§ **Written instruction**
In the data, swap "instance" for "occurrence" in everything from the line containing "Point to the bokeh" down to the end, and give those lines back with all else unchanged. Leave the pictures out.

(Photo-based point labeling data)
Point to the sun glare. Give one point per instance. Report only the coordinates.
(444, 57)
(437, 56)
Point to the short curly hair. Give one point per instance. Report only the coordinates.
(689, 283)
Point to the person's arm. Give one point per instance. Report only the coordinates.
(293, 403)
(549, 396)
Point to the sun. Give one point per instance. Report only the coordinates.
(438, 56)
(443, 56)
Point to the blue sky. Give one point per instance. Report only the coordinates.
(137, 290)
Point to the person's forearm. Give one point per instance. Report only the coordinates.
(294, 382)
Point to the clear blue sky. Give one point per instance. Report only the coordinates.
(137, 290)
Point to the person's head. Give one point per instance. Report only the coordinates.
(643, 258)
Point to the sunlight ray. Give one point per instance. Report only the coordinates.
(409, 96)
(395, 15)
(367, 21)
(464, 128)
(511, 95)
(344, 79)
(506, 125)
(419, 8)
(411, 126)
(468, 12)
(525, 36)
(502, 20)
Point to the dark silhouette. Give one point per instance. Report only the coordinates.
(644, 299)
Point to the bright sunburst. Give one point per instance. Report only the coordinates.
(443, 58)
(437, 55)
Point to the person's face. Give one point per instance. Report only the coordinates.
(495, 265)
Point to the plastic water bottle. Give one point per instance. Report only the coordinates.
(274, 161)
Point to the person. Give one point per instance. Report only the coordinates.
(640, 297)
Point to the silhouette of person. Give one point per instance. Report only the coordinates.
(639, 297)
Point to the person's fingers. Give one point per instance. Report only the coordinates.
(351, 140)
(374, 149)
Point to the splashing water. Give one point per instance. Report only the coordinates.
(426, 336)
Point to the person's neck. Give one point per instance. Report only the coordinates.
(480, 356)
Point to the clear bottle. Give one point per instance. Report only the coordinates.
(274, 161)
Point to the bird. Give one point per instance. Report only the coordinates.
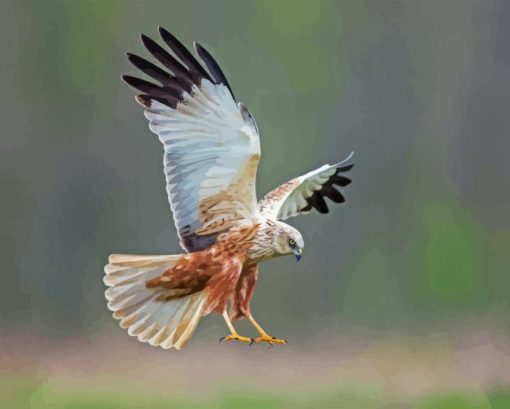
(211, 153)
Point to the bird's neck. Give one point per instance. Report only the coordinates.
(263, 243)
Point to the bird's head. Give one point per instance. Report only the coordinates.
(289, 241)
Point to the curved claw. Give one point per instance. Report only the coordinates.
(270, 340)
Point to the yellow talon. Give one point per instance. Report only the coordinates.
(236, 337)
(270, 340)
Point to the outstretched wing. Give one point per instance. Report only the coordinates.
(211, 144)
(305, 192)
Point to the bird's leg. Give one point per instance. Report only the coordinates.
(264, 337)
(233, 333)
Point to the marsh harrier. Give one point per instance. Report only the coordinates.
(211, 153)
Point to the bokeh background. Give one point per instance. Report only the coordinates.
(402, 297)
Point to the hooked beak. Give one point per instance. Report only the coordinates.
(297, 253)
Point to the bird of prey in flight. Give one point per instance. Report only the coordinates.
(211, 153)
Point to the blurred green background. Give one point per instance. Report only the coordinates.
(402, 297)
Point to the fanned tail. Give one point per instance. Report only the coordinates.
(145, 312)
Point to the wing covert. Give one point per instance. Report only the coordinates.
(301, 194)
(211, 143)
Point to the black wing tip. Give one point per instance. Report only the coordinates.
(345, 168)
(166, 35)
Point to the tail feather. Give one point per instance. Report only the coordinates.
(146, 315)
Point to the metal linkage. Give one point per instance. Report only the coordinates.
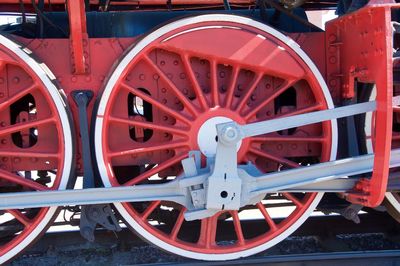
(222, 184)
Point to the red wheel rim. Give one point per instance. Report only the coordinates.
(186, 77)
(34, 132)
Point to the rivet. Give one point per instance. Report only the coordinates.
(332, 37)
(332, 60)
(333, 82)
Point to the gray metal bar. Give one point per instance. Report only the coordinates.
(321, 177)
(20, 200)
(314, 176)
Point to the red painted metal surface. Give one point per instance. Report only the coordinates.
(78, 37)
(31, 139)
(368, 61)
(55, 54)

§ **Result of this task**
Point to the bokeh background. Give one point per occurrence. Report only the coordinates.
(402, 297)
Point to the hooked beak. Give one point per occurrence. Report only the coordinates.
(297, 253)
Point to the bird of prey in flight. Give one point per occurrence. Report only the coordinates.
(211, 153)
Point to the blurred green background. Give one point per occurrence. Report only the coordinates.
(402, 297)
Point to the fanned tail. Give one point per occurrence. Report only the coordinates.
(145, 312)
Point to the wing covert. Give one point per occurrence. Report only the coordinates.
(301, 194)
(211, 143)
Point to the black wing tip. Give one point per occurrence. Report only the coordinates.
(345, 168)
(166, 35)
Point to the tail feather. Give one point per occurrence. Report only the coordinates.
(146, 315)
Point to the metal linkage. Give one point per occurrence. Report only the coordinates.
(222, 184)
Point to the red wheel rim. Give one point per occurrence. Report only the coordinates.
(186, 77)
(34, 132)
Point to the rivet. Give one point per occurrence. Report only the coordinates.
(332, 37)
(332, 60)
(333, 82)
Point to the gray metal bar. Give one point per occurrence. Report only the coordinates.
(321, 177)
(20, 200)
(314, 176)
Point to the red painted metal surface. Give one point per occurrence. Report only the coordinates.
(78, 37)
(31, 139)
(368, 61)
(55, 54)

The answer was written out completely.